List each line below that contains the word "outline".

## start RECORDS FOR THIS EXERCISE

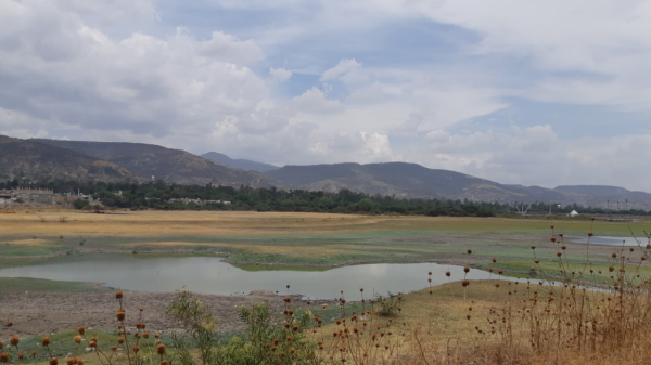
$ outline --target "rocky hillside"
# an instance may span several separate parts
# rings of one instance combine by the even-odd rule
[[[0,179],[51,178],[82,181],[142,181],[116,164],[35,140],[0,135]]]
[[[269,187],[275,181],[256,171],[243,171],[180,149],[144,143],[35,140],[119,165],[146,179],[177,184],[221,184]]]
[[[201,155],[203,158],[212,159],[217,164],[227,165],[235,169],[241,169],[244,171],[258,171],[258,172],[267,172],[270,170],[278,169],[278,166],[252,161],[250,159],[233,159],[228,157],[225,154],[220,154],[217,152],[208,152],[207,154]]]
[[[349,188],[398,197],[485,201],[533,201],[563,197],[562,193],[544,187],[502,185],[464,173],[405,162],[285,166],[267,174],[280,184],[293,188]]]

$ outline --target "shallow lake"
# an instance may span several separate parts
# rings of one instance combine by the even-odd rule
[[[189,290],[216,295],[244,295],[252,290],[301,294],[311,299],[344,296],[359,299],[373,292],[408,292],[432,285],[463,279],[463,268],[436,263],[380,263],[335,268],[328,271],[245,271],[216,257],[145,257],[133,255],[93,253],[65,256],[43,263],[0,269],[4,277],[35,277],[53,281],[94,282],[107,287],[141,291]],[[492,276],[496,278],[496,275]],[[471,269],[469,279],[487,279],[489,273]]]

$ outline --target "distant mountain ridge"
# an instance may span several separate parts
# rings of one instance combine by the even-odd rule
[[[217,152],[208,152],[208,153],[201,155],[201,157],[210,159],[217,164],[230,166],[232,168],[241,169],[244,171],[267,172],[270,170],[279,169],[278,166],[252,161],[250,159],[233,159],[233,158],[228,157],[225,154],[220,154]]]
[[[328,192],[349,188],[368,194],[404,198],[451,198],[487,201],[561,198],[562,193],[544,187],[502,185],[469,174],[427,169],[416,164],[334,164],[285,166],[267,174],[291,188]]]
[[[278,187],[336,192],[347,188],[398,198],[446,198],[471,201],[572,204],[610,209],[649,209],[651,194],[618,186],[561,185],[554,188],[500,184],[469,174],[429,169],[416,164],[355,162],[284,166],[260,173],[244,171],[180,149],[143,143],[21,140],[0,135],[0,179],[50,178],[80,181],[145,182],[163,179],[177,184]],[[204,156],[205,156],[204,155]],[[256,165],[259,164],[259,165]],[[248,167],[251,167],[250,165]]]
[[[88,142],[61,140],[34,140],[51,146],[104,159],[123,166],[145,179],[163,179],[177,184],[221,184],[256,187],[275,186],[269,177],[256,171],[243,171],[192,155],[153,144],[125,142]]]
[[[0,178],[50,178],[82,181],[143,179],[116,164],[34,140],[0,135]]]

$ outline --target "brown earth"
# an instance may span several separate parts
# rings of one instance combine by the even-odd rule
[[[179,330],[180,324],[165,315],[174,292],[124,291],[123,305],[126,309],[126,322],[135,326],[139,321],[139,308],[142,307],[142,321],[146,329],[169,334]],[[267,301],[279,315],[283,310],[283,296],[267,291],[257,291],[247,296],[196,295],[206,303],[215,317],[220,331],[244,329],[238,316],[238,307]],[[305,305],[294,297],[293,305]],[[312,303],[312,305],[320,304]],[[12,292],[0,296],[0,320],[12,321],[11,334],[2,326],[0,338],[11,335],[18,337],[42,336],[64,330],[75,330],[85,326],[88,330],[110,331],[117,329],[115,312],[119,308],[115,292]]]

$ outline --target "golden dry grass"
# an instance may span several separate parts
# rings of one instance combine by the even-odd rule
[[[1,216],[0,235],[65,235],[72,232],[85,236],[318,234],[363,230],[381,221],[365,216],[319,213],[129,211],[94,214],[43,211]]]

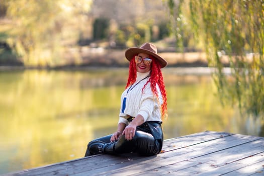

## end RECORDS FOR THIS EXERCISE

# [RESULT OF THE TASK]
$ outline --target "rocky hillside"
$ outline --target "shallow lake"
$ outline --target "distant mountain ridge"
$ outline --target "brown earth"
$ outline --target "golden dry grass"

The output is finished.